▶ _作业要求_:
**a)** 请列出信息检索笔记里作为结构化数据库举例的全部产品名称。
**b)** 返回列表中所有含有字符串“blue”的行，区分大小写。

▶ _给定段落_:
..............................
COMP 6714-Info Retrieval and Web Search笔记week1

哭了哭了，这周唯一能听懂的就这门

IR（Information Retrieval)是什么？

不等同于search，不是做数据查询(database query)

The field of computer science that is most involved with R&D(research and development) for search is information retrieval (IR)

集合(Collection) ：一组文档，静态的（a static collection for the moment）
目标(Goal) ：检索与用户需要的信息相关的文档(retrieve documents with information that is relevant to the user's information
need and helps the user complete a task)

market cap 市场总值

90年代中期，大部分数据是非结构化的，而在行业里，大部分的钱都在结构化数据库上。如oracle、Microsoft SQL Server、IBM database、DB2

而到了2019年的时候，非结构数据更多了，在非结构化数据上花的钱也比结构化数据更多了（如chatgpt）

这让信息检索比以前更重要了

数据库记录（或关系数据库中的元组tuple）通常由定义良好的字段field(或属性attribute)组成。数据库( fields with well-defined semantics)查询很容易，文本(text or documents)较难。
..............................
▶ _带标签对象定位条目_:

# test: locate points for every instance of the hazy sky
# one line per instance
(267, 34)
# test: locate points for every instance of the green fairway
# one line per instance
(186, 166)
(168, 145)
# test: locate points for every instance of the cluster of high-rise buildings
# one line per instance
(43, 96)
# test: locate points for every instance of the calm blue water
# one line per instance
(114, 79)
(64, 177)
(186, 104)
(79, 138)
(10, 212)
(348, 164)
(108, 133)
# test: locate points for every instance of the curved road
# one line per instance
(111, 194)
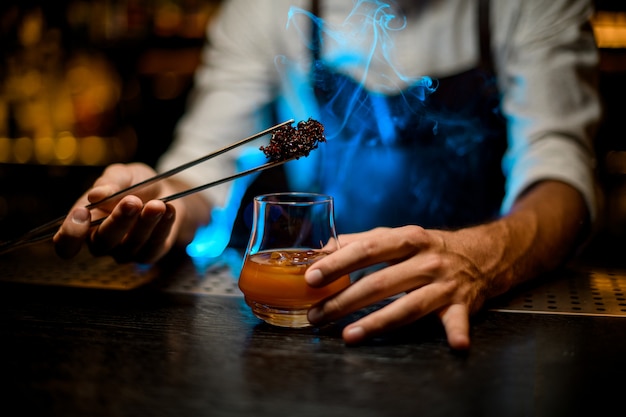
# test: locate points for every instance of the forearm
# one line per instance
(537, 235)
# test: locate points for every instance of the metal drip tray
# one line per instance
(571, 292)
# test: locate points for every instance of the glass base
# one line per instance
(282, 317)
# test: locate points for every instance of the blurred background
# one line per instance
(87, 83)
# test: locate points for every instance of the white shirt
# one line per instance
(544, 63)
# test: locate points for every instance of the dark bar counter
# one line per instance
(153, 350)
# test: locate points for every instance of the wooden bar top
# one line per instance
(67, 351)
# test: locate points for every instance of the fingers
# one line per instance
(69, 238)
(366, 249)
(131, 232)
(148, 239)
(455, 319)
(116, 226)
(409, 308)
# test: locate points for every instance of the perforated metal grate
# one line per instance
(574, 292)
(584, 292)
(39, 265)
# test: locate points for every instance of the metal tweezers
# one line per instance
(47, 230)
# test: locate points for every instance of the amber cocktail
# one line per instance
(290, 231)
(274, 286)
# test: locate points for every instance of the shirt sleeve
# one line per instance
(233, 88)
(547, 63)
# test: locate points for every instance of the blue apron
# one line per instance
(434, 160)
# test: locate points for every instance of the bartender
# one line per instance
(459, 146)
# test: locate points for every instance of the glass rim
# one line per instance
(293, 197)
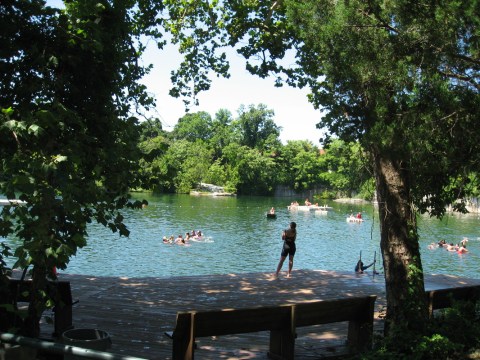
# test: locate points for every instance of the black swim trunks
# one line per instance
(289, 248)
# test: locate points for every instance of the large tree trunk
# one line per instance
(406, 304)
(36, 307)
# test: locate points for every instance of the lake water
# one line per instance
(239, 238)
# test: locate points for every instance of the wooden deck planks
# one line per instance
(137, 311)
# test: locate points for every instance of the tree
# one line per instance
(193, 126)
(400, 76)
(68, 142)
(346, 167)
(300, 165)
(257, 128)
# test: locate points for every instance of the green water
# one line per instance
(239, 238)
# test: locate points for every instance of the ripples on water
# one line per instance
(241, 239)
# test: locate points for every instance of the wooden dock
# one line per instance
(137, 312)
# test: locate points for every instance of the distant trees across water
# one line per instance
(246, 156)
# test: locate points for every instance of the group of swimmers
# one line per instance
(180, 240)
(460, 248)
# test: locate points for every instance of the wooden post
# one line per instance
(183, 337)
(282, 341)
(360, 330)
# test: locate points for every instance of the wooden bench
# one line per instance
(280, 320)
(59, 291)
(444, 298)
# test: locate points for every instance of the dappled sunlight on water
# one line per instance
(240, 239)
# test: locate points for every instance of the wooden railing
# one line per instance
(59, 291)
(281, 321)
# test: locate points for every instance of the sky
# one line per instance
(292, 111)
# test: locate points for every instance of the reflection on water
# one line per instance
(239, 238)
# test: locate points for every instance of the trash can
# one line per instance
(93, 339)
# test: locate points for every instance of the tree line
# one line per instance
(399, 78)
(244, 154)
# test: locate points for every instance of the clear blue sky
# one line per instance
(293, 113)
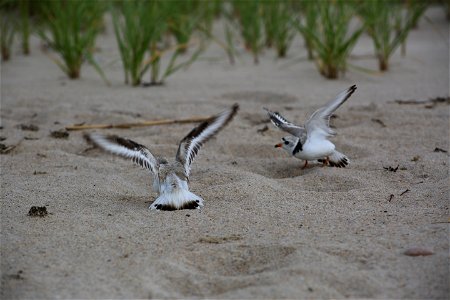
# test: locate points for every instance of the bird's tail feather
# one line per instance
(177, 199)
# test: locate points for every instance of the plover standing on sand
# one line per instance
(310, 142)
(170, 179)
..............................
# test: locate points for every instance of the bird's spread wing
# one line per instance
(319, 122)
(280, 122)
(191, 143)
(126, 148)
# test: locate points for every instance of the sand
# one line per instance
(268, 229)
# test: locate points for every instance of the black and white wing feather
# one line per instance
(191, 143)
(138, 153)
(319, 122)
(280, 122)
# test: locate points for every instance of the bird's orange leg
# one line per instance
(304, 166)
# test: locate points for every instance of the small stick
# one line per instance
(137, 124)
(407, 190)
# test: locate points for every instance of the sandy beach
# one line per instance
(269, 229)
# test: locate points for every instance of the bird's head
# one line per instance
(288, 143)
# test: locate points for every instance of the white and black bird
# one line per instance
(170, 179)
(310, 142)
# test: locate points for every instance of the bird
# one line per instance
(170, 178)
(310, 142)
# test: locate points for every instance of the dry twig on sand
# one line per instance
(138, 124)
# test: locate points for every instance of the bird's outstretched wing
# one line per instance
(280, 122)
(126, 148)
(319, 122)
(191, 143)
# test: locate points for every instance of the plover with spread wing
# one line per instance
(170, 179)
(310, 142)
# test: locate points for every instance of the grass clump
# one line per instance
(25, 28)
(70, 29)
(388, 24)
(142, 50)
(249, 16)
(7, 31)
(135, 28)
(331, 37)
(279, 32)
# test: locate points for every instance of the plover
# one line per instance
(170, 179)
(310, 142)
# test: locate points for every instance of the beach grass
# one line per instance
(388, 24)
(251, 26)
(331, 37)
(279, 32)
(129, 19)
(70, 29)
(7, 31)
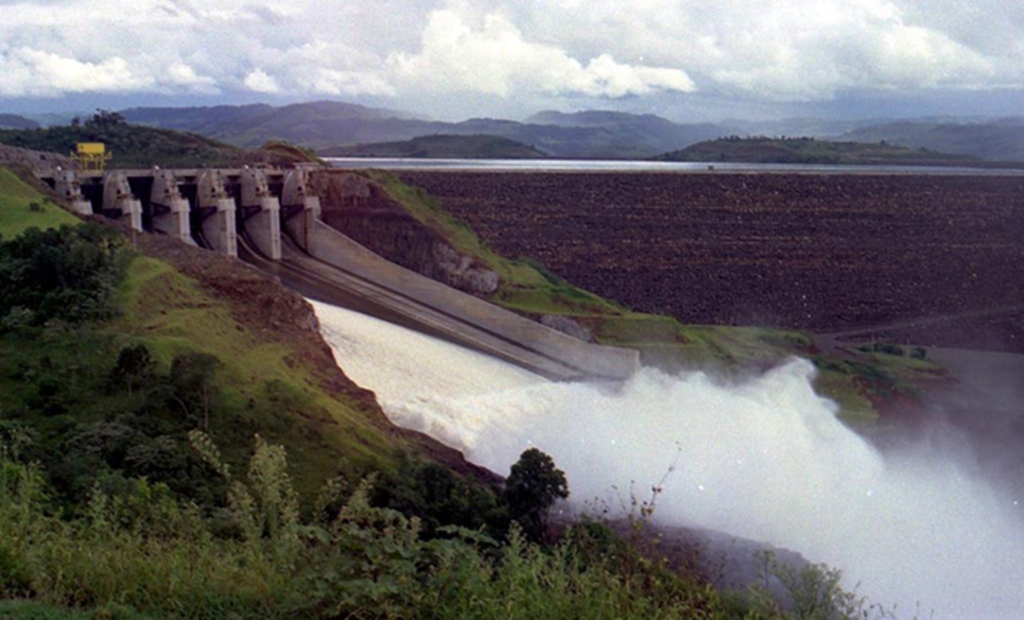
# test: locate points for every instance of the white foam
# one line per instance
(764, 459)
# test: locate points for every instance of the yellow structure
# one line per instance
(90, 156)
..............................
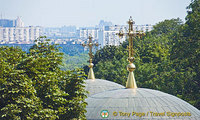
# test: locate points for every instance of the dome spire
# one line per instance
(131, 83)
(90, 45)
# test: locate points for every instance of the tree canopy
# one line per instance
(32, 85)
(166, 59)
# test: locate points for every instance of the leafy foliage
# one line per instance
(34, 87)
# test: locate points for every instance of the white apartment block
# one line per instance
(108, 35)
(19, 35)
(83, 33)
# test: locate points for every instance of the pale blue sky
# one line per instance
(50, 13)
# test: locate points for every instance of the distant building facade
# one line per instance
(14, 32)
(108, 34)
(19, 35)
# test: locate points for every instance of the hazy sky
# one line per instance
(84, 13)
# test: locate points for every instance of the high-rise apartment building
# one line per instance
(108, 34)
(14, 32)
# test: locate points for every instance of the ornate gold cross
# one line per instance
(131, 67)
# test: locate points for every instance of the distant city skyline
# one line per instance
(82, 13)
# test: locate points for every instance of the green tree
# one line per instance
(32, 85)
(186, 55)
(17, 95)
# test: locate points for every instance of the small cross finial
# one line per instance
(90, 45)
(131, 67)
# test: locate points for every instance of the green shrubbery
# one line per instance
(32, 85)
..............................
▶ _参考答案_:
**a)** oracle、Microsoft SQL Server、IBM database、DB2

**b)**
# test: locate points for every instance of the calm blue water
# test: locate points for every instance of the blue apron
# test: locate points for every instance of the clear blue sky
# test: locate points for every instance of the pale blue sky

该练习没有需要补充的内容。